> **Page text**:
+ + + + + + +
Surely. That’s why I’m not cooling off, I silently surmised.
As the bumpy ride continued, I became weaker, woozier, and scared. Tom suggested another detour just when I thought we were headed home. I thrust my arm between the seats.
“Feel my pulse,” I whispered huskily to my husband.
All got quiet. Then, after a minute, he said, “We need to get to the farmhouse.”
Tom pulled up near the door. My husband and son each took an arm and hoisted me unsteadily the few steps. I collapsed on the sofa.
“I have Toprol in my suitcase,” I barely murmured. It had become difficult to speak.
My husband retrieved a pill and a glass of water. He took my pulse. It wasn’t slowing down. “You have tachycardia,” he said and then turned to my son, “We need to call an ambulance.”
“Dad, the hospital is twenty-five minutes away. It’ll take them that long to get here and then another twenty-five to take Mom back there.”
+ + + + + + +
> **Parts of the exercise**:
1. Decide whether each statement agrees with the farmhouse excerpt, answering yes or no and quoting the words of the excerpt that settle it: (a) The narrator had Toprol packed in a suitcase. (b) The narrator's pulse slowed down after the pill was taken. (c) The hospital is twenty-five minutes away.
2. Render this sentence from the farmhouse excerpt in Spanish: "My husband retrieved a pill and a glass of water."
3. Extract the stretch of the farmhouse excerpt from "All got quiet." through "on the sofa.", copying it word for word.
The material that comes after this text is not needed for any of the work here.
+ + + + + + +
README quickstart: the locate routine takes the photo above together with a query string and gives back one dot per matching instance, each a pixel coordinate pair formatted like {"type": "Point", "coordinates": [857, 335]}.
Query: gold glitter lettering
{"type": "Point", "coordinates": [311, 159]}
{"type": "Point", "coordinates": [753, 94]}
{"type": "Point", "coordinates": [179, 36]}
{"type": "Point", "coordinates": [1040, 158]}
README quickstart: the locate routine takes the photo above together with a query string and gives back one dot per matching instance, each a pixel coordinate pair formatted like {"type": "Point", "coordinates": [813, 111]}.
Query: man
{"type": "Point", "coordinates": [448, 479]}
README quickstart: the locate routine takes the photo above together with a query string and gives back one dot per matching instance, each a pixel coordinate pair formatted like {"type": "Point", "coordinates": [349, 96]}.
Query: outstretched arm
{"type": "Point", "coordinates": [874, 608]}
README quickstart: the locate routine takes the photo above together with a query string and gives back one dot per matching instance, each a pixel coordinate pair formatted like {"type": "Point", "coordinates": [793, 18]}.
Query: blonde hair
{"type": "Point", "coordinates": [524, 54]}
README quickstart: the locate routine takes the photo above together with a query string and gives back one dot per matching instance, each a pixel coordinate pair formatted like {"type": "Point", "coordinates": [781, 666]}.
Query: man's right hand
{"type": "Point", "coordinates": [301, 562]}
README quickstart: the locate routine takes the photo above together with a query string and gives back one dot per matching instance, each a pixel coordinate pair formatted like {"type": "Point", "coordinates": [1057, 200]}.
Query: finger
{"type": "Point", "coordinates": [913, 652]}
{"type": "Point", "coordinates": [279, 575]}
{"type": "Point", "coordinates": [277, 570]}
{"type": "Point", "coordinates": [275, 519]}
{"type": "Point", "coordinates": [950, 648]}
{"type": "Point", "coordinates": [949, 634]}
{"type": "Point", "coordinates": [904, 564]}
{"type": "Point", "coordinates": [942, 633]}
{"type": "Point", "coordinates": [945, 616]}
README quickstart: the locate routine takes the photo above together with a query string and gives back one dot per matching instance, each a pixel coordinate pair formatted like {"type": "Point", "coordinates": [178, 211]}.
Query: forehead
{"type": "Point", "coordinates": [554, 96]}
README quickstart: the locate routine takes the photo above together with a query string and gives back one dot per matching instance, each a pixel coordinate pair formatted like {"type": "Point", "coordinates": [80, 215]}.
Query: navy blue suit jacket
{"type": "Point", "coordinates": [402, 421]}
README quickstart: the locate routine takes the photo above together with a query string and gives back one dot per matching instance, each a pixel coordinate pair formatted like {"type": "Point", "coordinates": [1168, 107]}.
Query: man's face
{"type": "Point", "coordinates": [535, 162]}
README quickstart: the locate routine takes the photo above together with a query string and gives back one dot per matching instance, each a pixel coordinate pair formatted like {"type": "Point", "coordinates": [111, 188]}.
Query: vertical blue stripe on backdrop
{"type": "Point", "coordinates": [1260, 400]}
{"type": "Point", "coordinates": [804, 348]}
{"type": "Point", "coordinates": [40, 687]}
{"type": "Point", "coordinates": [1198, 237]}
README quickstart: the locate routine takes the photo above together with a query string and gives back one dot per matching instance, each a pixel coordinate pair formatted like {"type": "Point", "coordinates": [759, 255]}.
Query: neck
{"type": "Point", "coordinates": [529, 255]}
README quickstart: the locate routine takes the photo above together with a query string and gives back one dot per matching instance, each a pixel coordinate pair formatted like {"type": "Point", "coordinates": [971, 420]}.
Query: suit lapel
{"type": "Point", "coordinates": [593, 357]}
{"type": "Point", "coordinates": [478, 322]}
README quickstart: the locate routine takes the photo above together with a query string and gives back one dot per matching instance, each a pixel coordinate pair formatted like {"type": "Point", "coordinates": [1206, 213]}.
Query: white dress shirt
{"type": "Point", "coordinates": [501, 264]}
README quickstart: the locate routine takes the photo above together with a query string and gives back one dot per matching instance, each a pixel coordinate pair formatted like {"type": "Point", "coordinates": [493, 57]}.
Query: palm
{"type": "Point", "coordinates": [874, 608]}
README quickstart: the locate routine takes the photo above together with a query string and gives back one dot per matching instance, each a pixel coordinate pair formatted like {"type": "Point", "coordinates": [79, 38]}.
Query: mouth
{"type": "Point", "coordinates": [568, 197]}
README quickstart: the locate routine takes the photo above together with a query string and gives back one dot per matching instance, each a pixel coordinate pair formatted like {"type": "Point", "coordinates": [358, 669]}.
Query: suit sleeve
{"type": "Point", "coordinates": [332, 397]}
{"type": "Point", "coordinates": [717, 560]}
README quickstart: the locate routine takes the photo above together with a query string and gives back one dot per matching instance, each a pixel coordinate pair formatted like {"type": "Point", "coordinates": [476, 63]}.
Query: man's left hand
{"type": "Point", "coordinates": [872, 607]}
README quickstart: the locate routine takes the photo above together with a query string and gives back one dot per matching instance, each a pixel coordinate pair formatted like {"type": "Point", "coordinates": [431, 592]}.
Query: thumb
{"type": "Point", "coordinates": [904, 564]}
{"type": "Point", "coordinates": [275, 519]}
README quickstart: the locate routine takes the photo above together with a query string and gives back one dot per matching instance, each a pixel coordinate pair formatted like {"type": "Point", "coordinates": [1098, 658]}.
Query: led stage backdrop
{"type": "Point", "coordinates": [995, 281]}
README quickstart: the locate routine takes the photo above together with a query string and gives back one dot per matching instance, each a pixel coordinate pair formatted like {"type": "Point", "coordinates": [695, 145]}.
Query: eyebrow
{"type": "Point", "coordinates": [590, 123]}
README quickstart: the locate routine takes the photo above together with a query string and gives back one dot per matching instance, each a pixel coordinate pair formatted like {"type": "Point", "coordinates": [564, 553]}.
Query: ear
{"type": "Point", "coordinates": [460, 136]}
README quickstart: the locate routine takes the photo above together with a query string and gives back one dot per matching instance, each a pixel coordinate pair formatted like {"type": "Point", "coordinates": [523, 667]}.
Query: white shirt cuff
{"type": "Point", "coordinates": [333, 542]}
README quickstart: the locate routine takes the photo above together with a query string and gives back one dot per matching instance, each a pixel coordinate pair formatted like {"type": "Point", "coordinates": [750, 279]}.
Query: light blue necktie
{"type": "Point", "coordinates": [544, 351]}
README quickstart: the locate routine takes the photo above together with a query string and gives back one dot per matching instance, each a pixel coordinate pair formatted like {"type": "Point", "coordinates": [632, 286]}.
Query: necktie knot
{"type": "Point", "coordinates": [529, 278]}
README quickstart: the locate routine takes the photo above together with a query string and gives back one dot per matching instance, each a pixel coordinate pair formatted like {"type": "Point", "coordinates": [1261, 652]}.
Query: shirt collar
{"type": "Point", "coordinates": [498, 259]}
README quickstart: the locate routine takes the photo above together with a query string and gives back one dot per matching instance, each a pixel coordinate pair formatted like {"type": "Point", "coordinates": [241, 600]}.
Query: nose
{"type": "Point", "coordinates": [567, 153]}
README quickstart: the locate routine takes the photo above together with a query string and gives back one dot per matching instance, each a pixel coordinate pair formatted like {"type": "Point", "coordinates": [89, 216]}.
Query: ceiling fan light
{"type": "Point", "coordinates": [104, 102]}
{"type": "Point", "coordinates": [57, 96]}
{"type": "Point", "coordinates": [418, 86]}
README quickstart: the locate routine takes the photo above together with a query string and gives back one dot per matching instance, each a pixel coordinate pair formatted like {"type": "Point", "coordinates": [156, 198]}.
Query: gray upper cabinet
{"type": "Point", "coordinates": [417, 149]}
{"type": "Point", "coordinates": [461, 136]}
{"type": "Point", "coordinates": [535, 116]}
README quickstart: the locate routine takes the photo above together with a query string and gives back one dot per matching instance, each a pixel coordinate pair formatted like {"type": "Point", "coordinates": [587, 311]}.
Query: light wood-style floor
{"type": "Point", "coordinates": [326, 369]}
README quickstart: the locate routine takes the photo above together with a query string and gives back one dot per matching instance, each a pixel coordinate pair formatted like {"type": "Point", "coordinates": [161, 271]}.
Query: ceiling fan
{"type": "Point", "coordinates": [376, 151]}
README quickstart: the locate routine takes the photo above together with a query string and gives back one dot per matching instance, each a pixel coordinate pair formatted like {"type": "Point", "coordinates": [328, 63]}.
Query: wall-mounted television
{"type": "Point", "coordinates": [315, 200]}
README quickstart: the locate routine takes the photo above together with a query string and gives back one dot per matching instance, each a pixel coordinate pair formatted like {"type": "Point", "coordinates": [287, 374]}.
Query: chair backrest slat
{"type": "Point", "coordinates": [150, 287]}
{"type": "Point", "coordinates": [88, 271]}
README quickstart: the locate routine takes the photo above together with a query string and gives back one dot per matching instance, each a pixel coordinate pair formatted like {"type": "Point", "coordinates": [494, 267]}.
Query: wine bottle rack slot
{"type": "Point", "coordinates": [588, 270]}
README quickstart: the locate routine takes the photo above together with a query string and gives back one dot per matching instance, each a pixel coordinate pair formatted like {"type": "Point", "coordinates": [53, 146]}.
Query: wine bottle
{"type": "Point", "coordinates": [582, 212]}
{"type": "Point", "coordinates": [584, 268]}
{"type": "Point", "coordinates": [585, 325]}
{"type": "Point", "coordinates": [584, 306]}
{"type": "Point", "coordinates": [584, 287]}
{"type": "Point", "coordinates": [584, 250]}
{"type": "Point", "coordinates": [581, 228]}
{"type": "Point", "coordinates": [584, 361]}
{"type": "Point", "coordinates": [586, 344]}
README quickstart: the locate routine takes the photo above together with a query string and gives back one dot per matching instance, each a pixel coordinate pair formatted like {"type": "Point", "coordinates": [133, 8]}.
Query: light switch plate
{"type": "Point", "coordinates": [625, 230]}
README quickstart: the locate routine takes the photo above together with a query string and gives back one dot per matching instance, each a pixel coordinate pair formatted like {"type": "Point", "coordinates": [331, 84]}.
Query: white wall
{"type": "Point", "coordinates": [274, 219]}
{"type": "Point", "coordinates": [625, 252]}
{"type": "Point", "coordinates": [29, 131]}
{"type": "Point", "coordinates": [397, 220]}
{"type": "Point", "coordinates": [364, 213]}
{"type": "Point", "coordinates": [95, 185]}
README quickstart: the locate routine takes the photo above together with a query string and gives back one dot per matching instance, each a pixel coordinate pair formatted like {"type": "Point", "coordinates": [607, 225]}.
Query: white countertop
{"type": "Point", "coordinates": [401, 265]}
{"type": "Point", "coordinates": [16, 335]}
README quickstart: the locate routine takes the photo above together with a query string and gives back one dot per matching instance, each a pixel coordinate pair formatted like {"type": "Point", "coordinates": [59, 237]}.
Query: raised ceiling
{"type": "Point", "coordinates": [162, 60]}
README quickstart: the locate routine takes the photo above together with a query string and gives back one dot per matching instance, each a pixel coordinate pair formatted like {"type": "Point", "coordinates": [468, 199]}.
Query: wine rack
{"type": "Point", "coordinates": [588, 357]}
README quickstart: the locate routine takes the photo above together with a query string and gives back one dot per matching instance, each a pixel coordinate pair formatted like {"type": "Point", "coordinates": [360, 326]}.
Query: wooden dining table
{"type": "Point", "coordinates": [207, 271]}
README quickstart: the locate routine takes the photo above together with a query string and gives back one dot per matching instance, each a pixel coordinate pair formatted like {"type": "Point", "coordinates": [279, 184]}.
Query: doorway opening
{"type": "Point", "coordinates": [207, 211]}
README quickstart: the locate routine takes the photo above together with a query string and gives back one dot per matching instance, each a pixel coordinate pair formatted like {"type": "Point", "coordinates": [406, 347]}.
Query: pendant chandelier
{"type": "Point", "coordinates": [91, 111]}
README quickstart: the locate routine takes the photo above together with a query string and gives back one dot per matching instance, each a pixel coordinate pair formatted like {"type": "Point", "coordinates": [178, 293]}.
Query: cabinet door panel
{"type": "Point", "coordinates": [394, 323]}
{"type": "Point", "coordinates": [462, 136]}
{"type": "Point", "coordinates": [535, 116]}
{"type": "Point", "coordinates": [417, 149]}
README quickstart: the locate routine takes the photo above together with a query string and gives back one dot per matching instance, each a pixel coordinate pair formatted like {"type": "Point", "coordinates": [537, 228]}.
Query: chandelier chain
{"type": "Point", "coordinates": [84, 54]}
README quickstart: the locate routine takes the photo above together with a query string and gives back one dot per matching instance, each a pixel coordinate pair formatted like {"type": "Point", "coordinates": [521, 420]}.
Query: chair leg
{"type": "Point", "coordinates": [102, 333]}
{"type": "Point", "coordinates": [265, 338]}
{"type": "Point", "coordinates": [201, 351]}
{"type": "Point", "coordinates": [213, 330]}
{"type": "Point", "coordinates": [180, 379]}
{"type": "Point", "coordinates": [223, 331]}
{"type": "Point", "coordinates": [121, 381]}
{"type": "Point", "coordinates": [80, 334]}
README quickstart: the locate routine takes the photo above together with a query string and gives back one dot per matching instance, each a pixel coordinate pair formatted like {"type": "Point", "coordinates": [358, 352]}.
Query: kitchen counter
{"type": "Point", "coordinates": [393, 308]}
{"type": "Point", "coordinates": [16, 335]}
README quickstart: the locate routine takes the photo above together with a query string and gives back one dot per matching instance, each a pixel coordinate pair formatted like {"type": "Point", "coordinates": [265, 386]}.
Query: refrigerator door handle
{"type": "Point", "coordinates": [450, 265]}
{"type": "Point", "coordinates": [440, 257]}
+ + + + + + +
> **Task results**:
1.
(a) Yes: "I have Toprol in my suitcase"
(b) No: "It wasn’t slowing down."
(c) Yes: "Dad, the hospital is twenty-five minutes away."

2. Mi esposo trajo una pastilla y un vaso de agua.

3.
All got quiet. Then, after a minute, he said, “We need to get to the farmhouse.”
Tom pulled up near the door. My husband and son each took an arm and hoisted me unsteadily the few steps. I collapsed on the sofa.